#### Work instructions:
Nothing but the pictures should be left out when the entries below are duplicated.

#### Data:
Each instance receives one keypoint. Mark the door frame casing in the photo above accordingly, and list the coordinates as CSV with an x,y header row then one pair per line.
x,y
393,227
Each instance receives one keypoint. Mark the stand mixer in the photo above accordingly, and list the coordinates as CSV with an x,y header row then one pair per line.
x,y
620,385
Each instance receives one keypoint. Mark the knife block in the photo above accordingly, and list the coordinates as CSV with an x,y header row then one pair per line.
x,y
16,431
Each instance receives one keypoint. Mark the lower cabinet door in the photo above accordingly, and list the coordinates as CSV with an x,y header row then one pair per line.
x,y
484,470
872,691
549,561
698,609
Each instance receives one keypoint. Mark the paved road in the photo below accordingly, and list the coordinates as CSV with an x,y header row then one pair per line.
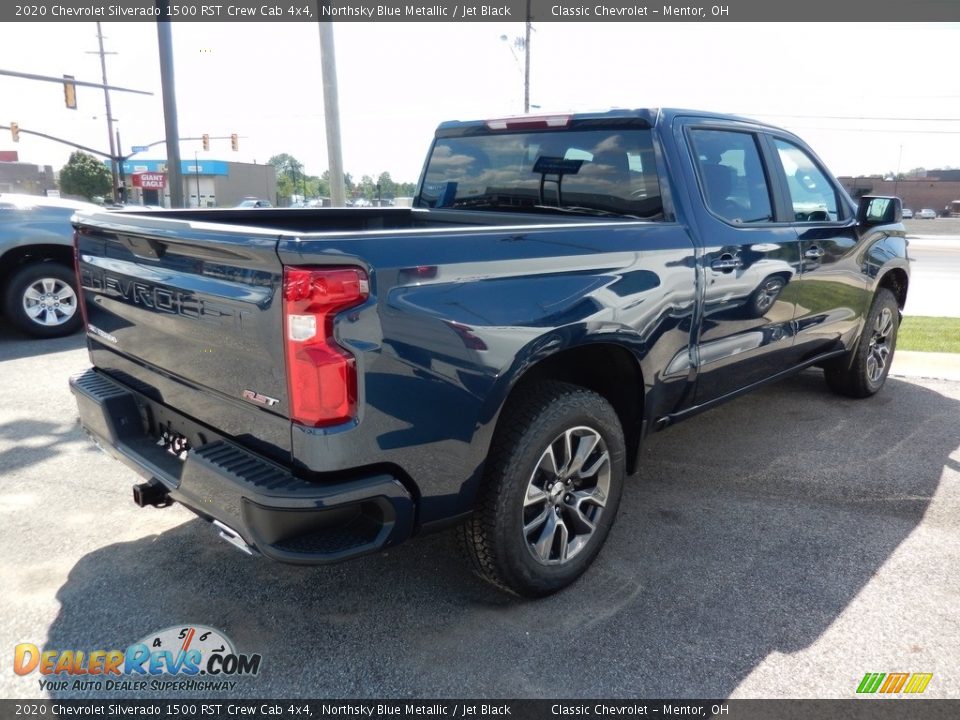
x,y
935,273
780,546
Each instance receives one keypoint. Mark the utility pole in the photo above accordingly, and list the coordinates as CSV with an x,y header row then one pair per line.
x,y
106,99
165,43
331,111
526,64
123,179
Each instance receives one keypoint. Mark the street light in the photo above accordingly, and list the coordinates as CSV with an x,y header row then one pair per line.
x,y
196,171
524,44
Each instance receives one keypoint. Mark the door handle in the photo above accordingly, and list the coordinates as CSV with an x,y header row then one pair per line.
x,y
726,263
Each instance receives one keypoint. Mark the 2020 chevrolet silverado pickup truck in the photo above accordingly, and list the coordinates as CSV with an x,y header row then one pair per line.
x,y
323,384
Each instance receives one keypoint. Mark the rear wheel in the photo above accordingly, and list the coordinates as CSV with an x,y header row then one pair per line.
x,y
552,486
41,300
865,372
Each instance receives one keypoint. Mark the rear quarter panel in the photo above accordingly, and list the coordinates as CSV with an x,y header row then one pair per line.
x,y
456,318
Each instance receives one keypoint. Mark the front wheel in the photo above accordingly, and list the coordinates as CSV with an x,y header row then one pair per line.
x,y
551,490
41,300
864,373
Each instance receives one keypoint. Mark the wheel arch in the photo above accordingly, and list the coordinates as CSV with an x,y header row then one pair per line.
x,y
897,281
607,368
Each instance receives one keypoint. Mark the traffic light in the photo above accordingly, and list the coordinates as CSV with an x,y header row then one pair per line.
x,y
69,92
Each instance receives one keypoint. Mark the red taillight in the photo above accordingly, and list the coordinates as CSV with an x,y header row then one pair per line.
x,y
321,375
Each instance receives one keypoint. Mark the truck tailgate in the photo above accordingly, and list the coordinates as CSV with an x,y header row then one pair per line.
x,y
190,314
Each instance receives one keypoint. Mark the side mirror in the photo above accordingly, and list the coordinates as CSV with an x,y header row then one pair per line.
x,y
879,210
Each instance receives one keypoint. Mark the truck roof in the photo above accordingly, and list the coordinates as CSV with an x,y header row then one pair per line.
x,y
647,116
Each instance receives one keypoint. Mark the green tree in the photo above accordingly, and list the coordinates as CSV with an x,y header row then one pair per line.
x,y
86,176
289,175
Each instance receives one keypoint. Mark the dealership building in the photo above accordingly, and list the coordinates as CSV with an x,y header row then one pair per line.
x,y
206,182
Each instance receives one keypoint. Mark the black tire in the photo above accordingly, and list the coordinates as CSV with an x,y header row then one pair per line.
x,y
864,373
537,528
41,299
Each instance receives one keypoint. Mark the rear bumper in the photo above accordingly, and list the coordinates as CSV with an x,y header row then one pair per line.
x,y
283,517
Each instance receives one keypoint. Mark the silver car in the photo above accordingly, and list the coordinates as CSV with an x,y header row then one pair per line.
x,y
38,287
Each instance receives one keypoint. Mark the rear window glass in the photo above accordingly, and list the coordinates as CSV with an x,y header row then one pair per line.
x,y
605,170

#### Completed task:
Each instance receives one keypoint. Mark the door frame casing in the photo above accordingly, and list the coordinates as CSV with an x,y header row then one pair per line.
x,y
393,227
Each instance receives one keypoint. Mark the stand mixer in the photo above accordingly, and list the coordinates as CSV with an x,y header row then one pair per line.
x,y
620,385
Each instance receives one keypoint. Mark the knife block in the photo above accordingly, and list the coordinates as CSV with an x,y header row then one pair per line.
x,y
16,431
Each instance receives one keypoint. Mark the lower cabinet door in the photo above accordingly, and list the coordinates as CSV with an x,y header row then one pair per line.
x,y
484,470
872,691
549,561
698,609
Each instance receives one keypoint. Mark the paved road in the photo below accordingly, and list the coordinates as CSV with an x,y header row then one pair per line.
x,y
935,273
780,546
Each instance receives one keypoint. Mark the utility pole in the photo above accordingly, and list the coordinates as CSV with an x,y header row then one pair per line.
x,y
106,99
165,43
331,111
526,64
123,179
Each instance receives one keypoint. Mark the street light in the photo above accordingly, and list the coordinates as CSV with an x,y header row then one pair per line.
x,y
196,171
524,44
Each instance receives one keypoint. Mark the door handle in the photo above accordingly, and list the coordinates as CSV with an x,y header row then one pair per line.
x,y
726,263
Each instance receives one keypoint. Mark the 2020 chevrolet silverado pickup truck in the photo above accordingly, and list the coordinates as CSV with an x,y header row then one pair per line.
x,y
323,384
Each instance receives one keypoint. Mark the rear wheel in the photo above accordingly, and list the coordinates as CSV with an x,y header row then one pair per line.
x,y
552,486
41,300
865,372
Each instance receives one keypoint. Mark the rear quarter panel in the photo above accordingly, and list the coordinates as CSV with an x,y header row then one pair per line.
x,y
456,318
Each instance receives one keypoint. Mark the front wheel in the photo above accordingly, and list the coordinates as CSV with an x,y header row then one pair per line.
x,y
551,490
41,300
864,373
Each instance receives one keypoint. Mark the wheel arch in the photo above accordingly, and list the coordinates as CSV with an x,y header row then one pair per line.
x,y
897,281
607,368
Each instance receives one keypoint. Mark the traffic light in the photo above accordingly, and list the coordinates as CSV with an x,y header row then one pair per line.
x,y
69,92
Each instance receives one keypoint. Mark the red taillight in the photo above accordingly, and list the coordinates as CSV with an x,y header row then one pair per line.
x,y
321,375
Each instance receives one keypoint. Mark the truck tailgate in the photo above accordingly, and list the coordinates as CSV with an x,y header row then one pair per line.
x,y
190,314
Each instance receives one keypoint. Mark the side mirror in the photo above accordingly, and list the coordinates as CSV with an x,y header row then one pair per line.
x,y
879,210
Each instance receives one keypoint. Mark the truck roof in the photo above accordingly, and list the coordinates as CSV with an x,y header row then one pair per line.
x,y
647,116
Each instance receives one keypoint. Mark the green tree in the photo above accordingly, and list the coordinates as CSV with an x,y header row then one pair per line.
x,y
86,176
289,175
Each instance receives one keypoint. Mark the dealership building in the photo above accordingly, and list the coordinates as CSV with an x,y header row then one pair per line.
x,y
206,182
Each instance receives one keypoint. Mark the black tire in the photo above accordingly, and list the coordinates as CSV with an x,y header row then one pair per line.
x,y
864,373
537,528
41,299
Each instance receives one keypoint. Mark the rear bumper in the photo above accordingly, and list the coordinates as CSV with an x,y header row then one pair per line.
x,y
283,517
Each instance receives one keypoint. Mark the silver car in the photo above accordingly, and list the coordinates as CSV with an x,y header row then one pair per line.
x,y
38,287
Each instance receives one keypoint. Mark the rear window glass in the photo above accordingly, and list the coordinates as CSV with an x,y header row then one pair per line.
x,y
605,170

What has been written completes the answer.